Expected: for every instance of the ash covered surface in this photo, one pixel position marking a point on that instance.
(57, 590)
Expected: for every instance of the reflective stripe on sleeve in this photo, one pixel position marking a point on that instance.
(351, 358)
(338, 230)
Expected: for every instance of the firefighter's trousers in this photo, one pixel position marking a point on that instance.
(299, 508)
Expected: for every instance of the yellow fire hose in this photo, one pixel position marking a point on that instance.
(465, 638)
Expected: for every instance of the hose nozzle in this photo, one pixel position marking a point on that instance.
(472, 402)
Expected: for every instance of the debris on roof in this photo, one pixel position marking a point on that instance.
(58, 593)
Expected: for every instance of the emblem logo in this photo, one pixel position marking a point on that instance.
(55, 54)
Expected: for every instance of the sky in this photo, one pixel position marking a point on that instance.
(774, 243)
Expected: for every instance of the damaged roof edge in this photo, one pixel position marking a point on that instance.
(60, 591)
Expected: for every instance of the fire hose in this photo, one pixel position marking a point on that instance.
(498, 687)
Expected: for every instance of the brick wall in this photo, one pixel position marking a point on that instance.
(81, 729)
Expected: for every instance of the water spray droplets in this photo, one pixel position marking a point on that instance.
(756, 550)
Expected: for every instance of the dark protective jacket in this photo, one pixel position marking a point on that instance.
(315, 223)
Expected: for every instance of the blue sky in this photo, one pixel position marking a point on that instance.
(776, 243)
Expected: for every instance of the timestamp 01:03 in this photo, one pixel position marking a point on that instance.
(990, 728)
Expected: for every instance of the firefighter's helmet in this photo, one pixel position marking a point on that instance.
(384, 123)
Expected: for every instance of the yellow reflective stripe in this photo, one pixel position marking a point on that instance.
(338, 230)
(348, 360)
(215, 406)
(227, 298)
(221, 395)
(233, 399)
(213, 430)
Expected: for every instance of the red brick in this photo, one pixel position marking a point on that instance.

• Written exercise:
Take the material above and return all of it exactly.

• Answer to the problem:
Expected: for every instance of the ash covered surface in this photo, one pixel position marking a point on that instance.
(57, 590)
Expected: for every instance of the reflective stripe on sleeve in this photo, one pixel position marking a point on that instance.
(351, 358)
(338, 230)
Expected: for every instance of the firefighter's trousers in this photo, one pixel position marking a point on that instance.
(299, 508)
Expected: for every instance of the yellow fire hose in this photo, one pixel position marking a point on that instance.
(465, 638)
Expected: for every instance of the hose nozzle in this photo, one pixel position marking a point on that instance.
(472, 402)
Expected: for every instance of the debris on roof in this photo, one pixel position marking a point on that instance.
(58, 593)
Expected: for every instance of the emblem logo in this photo, one pixel position marking a point on that instance.
(55, 54)
Expected: for every instance of the sky in this photo, one pixel position marking a point on that instance.
(774, 243)
Expected: for every instance of the damaged roof edge in this photo, one pixel position marking a point on that instance.
(60, 591)
Expected: for every instance of the fire hose in this photo, one pixel position marking a point on that instance.
(498, 687)
Expected: for every instance of the brick wall in this photo, one pixel position marking a point on that instance.
(81, 729)
Expected: for every instance of the water spray droplets in this photo, one pixel position marking a point on that instance.
(756, 550)
Expected: for every instance of the dark protective jacket in this photo, one pixel position marking a point on that instance.
(315, 223)
Expected: for every instance of the blue sky in this photo, one pixel position marking a point on that instance.
(776, 243)
Expected: for every instance of the timestamp 01:03 in this photo, one pixel position marking a point on that instance.
(990, 728)
Expected: for every instance of the firefighter's helmet in this photo, one pixel position marking a point on that instance.
(384, 123)
Expected: for every instance of the yellow reflective stripe in this photo, one pixel position marking a point on that instance.
(338, 230)
(348, 360)
(215, 406)
(227, 298)
(221, 395)
(233, 399)
(213, 430)
Expected: for every instance of the red brick in this photo, one pixel position marking a point on that instance.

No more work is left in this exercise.